Feed 9.6 billion by 2050?
Interim findings of the World Resources Report 2013-2014: Creating a Sustainable Food Future project that the world will need to produce 69% more calories than it does at present to feed the estimated 9.6 billion global population by 2050. Ensuring this level of production while alleviating the impact of human activity on the natural environment were key topics at Stories to Watch 2014: Food Security and Sustainable Development, co-hosted by the World Resources Institute (WRI) China and the Center for China Studies at Tsinghua University on February 28 in Beijing. Manish Bapna, executive vice president and managing director of WRI, and Hu Angang, director of the Center for China Studies at Tsinghua University, shared their insights on the major environmental and development issues facing China and the World during 2014.
Global food production is constrained by an increasing number of adverse factors, the foremost of which is water scarcity, said Bapna. Today, about 1.2 billion people live in absolute water scarcity, a number that will increase to 1.8 billion by 2025. Another critical difficulty in achieving food security is the regional unevenness in the global food distribution.

######

- TASKS TO CARRY OUT:
(1) Retype the passage on feeding 9.6 billion people from "Global food production" up to and including "global food distribution.", matching every word and mark.
(2) According to the passage on feeding 9.6 billion people, how many more calories will the world need to produce by 2050?

(Excerpts of pointing data)
######

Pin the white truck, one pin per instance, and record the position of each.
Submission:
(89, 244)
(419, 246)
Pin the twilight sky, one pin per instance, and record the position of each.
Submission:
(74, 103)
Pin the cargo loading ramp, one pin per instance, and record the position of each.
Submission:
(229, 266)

######

- FINAL RESULTS:
(1)
Global food production is constrained by an increasing number of adverse factors, the foremost of which is water scarcity, said Bapna. Today, about 1.2 billion people live in absolute water scarcity, a number that will increase to 1.8 billion by 2025. Another critical difficulty in achieving food security is the regional unevenness in the global food distribution.

(2) 69% more calories than it produces at present.